● **Cosa devi fare**:
Per favore, prosegui il testo sull'omicidio di Pier Paolo Minguzzi partendo dopo la sua ultima frase.

● **Documento di partenza**:
_ _ _ _

Pier Paolo Minguzzi
Un’indagine chiusa da 31 anni si riapre grazie alle nuove tecniche di analisi del dna. E potrebbe finalmente gettar luce sul misterioso omicidio di Pier Paolo Minguzzi, lo studente di agraria 21enne di Alfonsine, all’epoca carabiniere di leva, sequestrato il 21 aprile 1987 e ucciso in una stalla di Vaccolino, prima ancora che alla famiglia giungesse la richiesta di riscatto. Nei giorni scorsi la procura di Ravenna ha infatti riaperto il fascicolo, archiviato nel 1996 al termine di lunghe e infruttuose indagini. Il passaggio successivo dovrebbe essere la riesumazione della salma di Minguzzi, alla luce delle nuove tecniche di analisi del dna.
All’epoca della morte del ragazzo il caso fece molto discutere, anche a causa dell’efferatezza mostrata dai rapitori. Minguzzi infatti era di stanza a Mesola durante il suo periodo di leva, e il 18 aprile tornò ad Alfonsine in licenza per trascorrere la Pasqua con la famiglia. Dopo aver trascorso il giorno successivo al mare e a Imola con la fidanzata la riaccompagnò a casa, e da quel momento si persero le sue tracce.
Durante la notte la famiglia, preoccupata dal non vederlo chiamare, allertò i carabinieri. La Golf rossa di Minguzzi fu trovata parcheggiata nel centro di Alfonsine con le chiavi attaccate al cruscotto e il sedile più vicino del solito al volante: segno che a guidare fin lì non era stato il ragazzo, di corporatura piuttosto massiccia, ma una persona più minuta. Il giorno successivo uno dei rapitori, dall’accento siciliano, telefonò alla famiglia chiedendo un riscatto da 300 milioni di lire, ma senza fornire alcuna prova che il giovane fosse ancora vivo.

_ _ _ _

● **Elenco dati**:
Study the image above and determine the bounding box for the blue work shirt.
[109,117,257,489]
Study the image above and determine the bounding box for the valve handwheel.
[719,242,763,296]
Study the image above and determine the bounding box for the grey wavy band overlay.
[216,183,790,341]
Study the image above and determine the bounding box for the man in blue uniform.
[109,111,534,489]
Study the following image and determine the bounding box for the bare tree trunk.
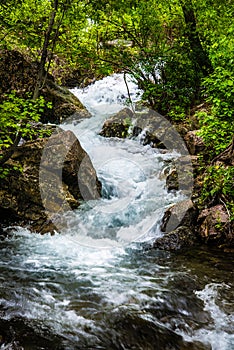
[33,0,58,100]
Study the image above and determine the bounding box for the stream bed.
[0,74,234,350]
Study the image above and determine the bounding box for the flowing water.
[0,75,234,350]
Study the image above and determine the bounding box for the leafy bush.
[201,165,234,221]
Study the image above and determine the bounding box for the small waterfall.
[0,74,234,350]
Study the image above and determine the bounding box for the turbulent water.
[0,75,234,350]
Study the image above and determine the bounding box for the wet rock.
[198,204,231,244]
[0,50,91,123]
[160,199,198,233]
[0,130,101,233]
[153,226,197,250]
[0,317,66,350]
[184,130,205,155]
[166,169,179,191]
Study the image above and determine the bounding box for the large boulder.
[198,204,230,245]
[0,129,101,233]
[100,108,134,138]
[0,50,91,123]
[184,130,205,155]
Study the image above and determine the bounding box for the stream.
[0,74,234,350]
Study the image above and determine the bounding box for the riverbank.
[1,51,234,251]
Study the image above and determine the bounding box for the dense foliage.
[0,0,234,219]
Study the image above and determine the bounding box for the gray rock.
[153,226,197,250]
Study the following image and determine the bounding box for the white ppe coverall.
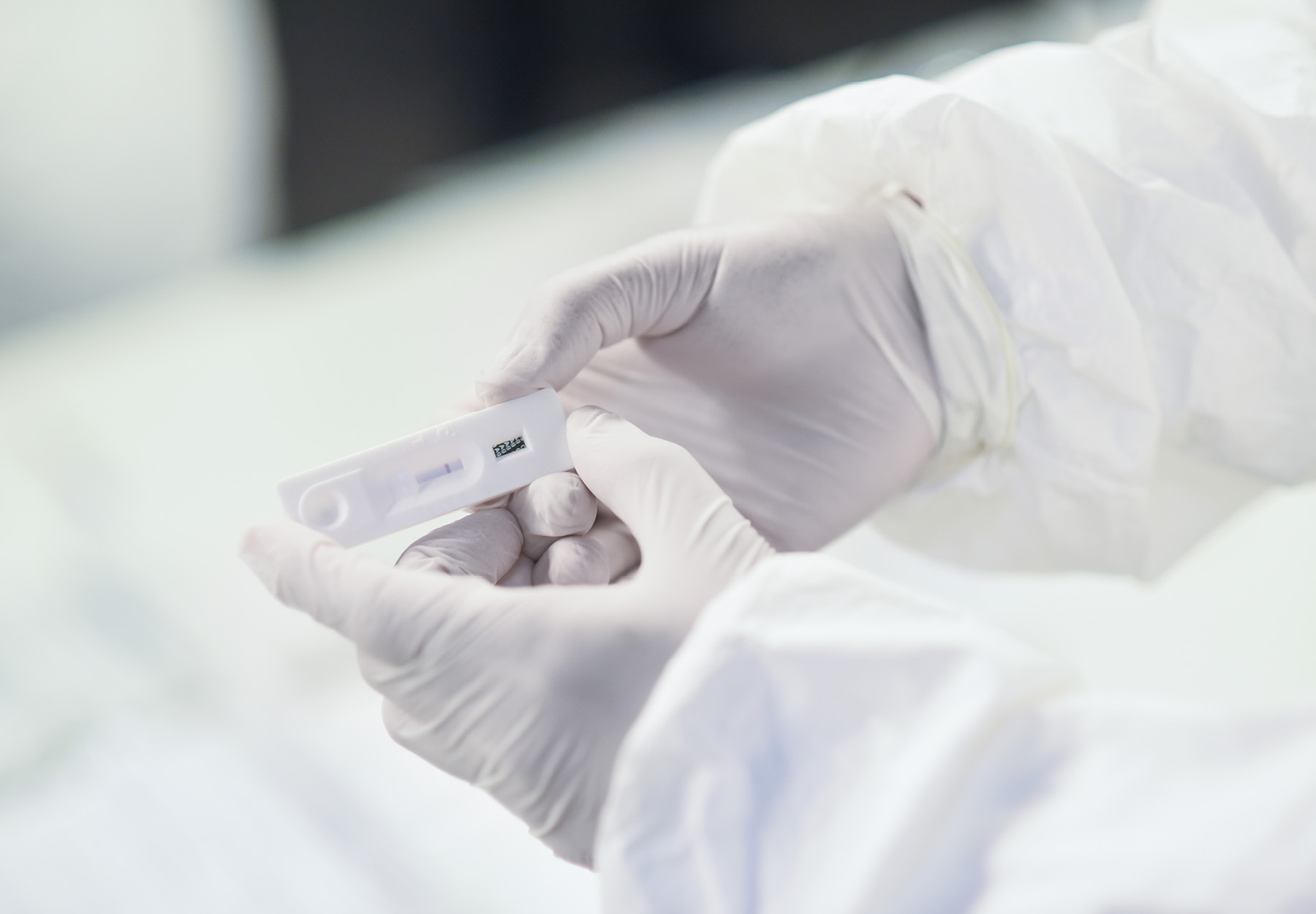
[595,0,1316,914]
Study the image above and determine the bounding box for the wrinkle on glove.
[596,554,1316,914]
[696,0,1316,573]
[242,407,773,865]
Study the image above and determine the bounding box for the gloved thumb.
[475,229,721,406]
[567,406,773,574]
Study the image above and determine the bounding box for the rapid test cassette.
[279,390,571,545]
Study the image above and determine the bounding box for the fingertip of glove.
[238,519,337,595]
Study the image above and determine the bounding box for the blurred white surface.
[0,3,1316,911]
[0,0,276,331]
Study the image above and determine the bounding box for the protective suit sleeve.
[596,554,1316,914]
[697,0,1316,573]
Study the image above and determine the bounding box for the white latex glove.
[242,408,773,865]
[477,207,941,550]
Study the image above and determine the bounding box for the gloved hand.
[242,408,773,865]
[477,205,941,550]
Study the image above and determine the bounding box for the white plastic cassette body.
[279,390,571,545]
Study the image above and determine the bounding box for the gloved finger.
[532,536,609,586]
[507,473,599,540]
[533,513,640,585]
[238,520,495,664]
[567,406,768,565]
[398,508,521,583]
[376,700,485,784]
[586,513,640,581]
[475,229,722,404]
[497,556,534,587]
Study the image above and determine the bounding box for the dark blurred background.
[273,0,990,229]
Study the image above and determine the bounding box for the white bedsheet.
[0,3,1316,911]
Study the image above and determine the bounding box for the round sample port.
[298,486,347,529]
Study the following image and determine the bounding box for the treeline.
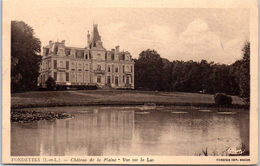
[135,42,250,101]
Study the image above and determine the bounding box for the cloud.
[173,19,243,64]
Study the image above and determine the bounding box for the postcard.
[2,0,258,165]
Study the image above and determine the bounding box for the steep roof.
[93,24,101,42]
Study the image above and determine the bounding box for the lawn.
[11,90,247,108]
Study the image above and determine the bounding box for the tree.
[239,41,250,102]
[11,21,41,92]
[135,49,163,90]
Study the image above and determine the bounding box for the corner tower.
[88,24,103,49]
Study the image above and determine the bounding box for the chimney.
[116,46,120,53]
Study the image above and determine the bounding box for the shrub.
[45,77,56,90]
[214,93,232,105]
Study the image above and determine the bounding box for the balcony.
[94,70,105,74]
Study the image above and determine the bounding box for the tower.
[87,31,90,47]
[89,24,103,49]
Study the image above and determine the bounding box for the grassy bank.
[11,90,248,108]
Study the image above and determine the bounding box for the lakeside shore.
[11,90,249,109]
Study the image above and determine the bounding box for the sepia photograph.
[2,0,258,164]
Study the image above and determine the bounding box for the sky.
[11,1,250,64]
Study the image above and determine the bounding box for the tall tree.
[239,41,250,102]
[135,49,163,90]
[11,21,41,92]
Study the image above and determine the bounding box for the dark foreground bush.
[214,93,232,105]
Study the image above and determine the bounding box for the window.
[107,76,111,84]
[66,49,70,56]
[60,61,63,68]
[115,76,118,86]
[66,72,70,81]
[97,65,101,71]
[53,60,57,69]
[97,76,101,83]
[111,54,115,60]
[46,48,50,55]
[54,46,58,55]
[53,72,57,81]
[66,61,70,70]
[85,63,88,71]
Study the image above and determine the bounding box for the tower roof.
[93,24,101,42]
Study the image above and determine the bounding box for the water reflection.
[11,107,249,156]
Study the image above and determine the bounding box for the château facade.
[38,24,134,89]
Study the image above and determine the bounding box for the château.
[38,24,134,89]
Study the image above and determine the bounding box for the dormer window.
[66,49,70,56]
[46,48,50,55]
[97,65,101,71]
[54,46,58,55]
[111,54,115,60]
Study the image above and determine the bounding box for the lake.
[11,107,249,156]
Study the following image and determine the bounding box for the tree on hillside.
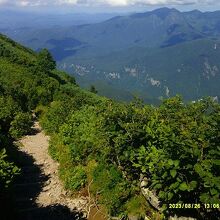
[37,49,56,72]
[89,85,98,94]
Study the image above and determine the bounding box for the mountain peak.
[151,7,181,19]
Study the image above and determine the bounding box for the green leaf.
[189,181,198,190]
[179,182,188,191]
[170,170,177,178]
[210,189,218,196]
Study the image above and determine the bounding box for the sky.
[0,0,220,12]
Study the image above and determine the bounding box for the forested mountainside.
[0,35,220,219]
[3,8,220,102]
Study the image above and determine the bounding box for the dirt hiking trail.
[14,122,87,220]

_ _ _ _

● **Risposta**:
Mentre procedevano le trattative con i sequestratori il cadavere di Minguzzi fu ritrovato nei pressi di Codigoro, avvistato il primo maggio da un gruppo di canoisti nel Po di Volano. Attorno al collo aveva la corda con cui era stato strozzato. Dalle analisi risultò che la morte era avvenuta nelle prime ore, forse la notte stessa del rapimento. Una delle ipotesi fu che il ragazzo, sportivo e robusto, potesse essersi ribellato fino ad avere quasi la meglio sui rapitori, che a quel punto lo avrebbero ucciso. Le indagini portarono anche all’individuazione del luogo dell’omicidio: una stalla abbandonata a Vaccolino. I carabinieri e la famiglia non diedero immediatamente l’annuncio del tragico epilogo, nella speranza di essere nuovamente contattati dai sequestratori, ma non ci furono altre telefonate. Nello stesso anno un altra famiglia di imprenditori ricevette una richiesta di riscatto da 300 milioni di lire, ma la trattativa con i rapitori culminò in una sparatoria e alla morte di un carabiniere. Tre persone finirono in carcere, ma gli indizi a disposizione non consentirono di collegarle anche al delitto Minguzzi.